**EXERCISE PROMPT:** In the listing below, identify each line with the word "query" and return those lines.

**DATA EXTRACTS:**
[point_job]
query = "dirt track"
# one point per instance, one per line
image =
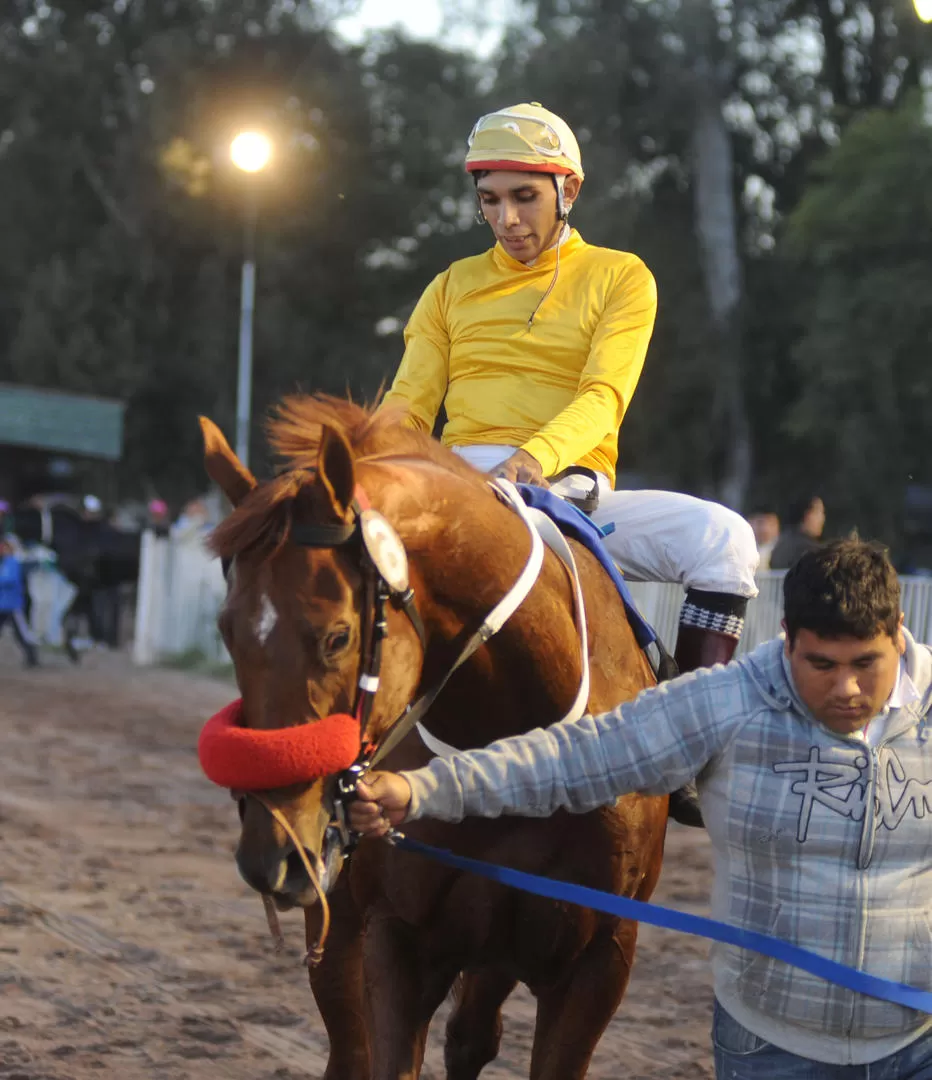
(130, 948)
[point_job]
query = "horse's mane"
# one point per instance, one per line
(294, 431)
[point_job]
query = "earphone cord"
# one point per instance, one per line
(540, 302)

**TASK ANSWER:**
query = "dirt track"
query = "horse's mane"
query = "earphone cord"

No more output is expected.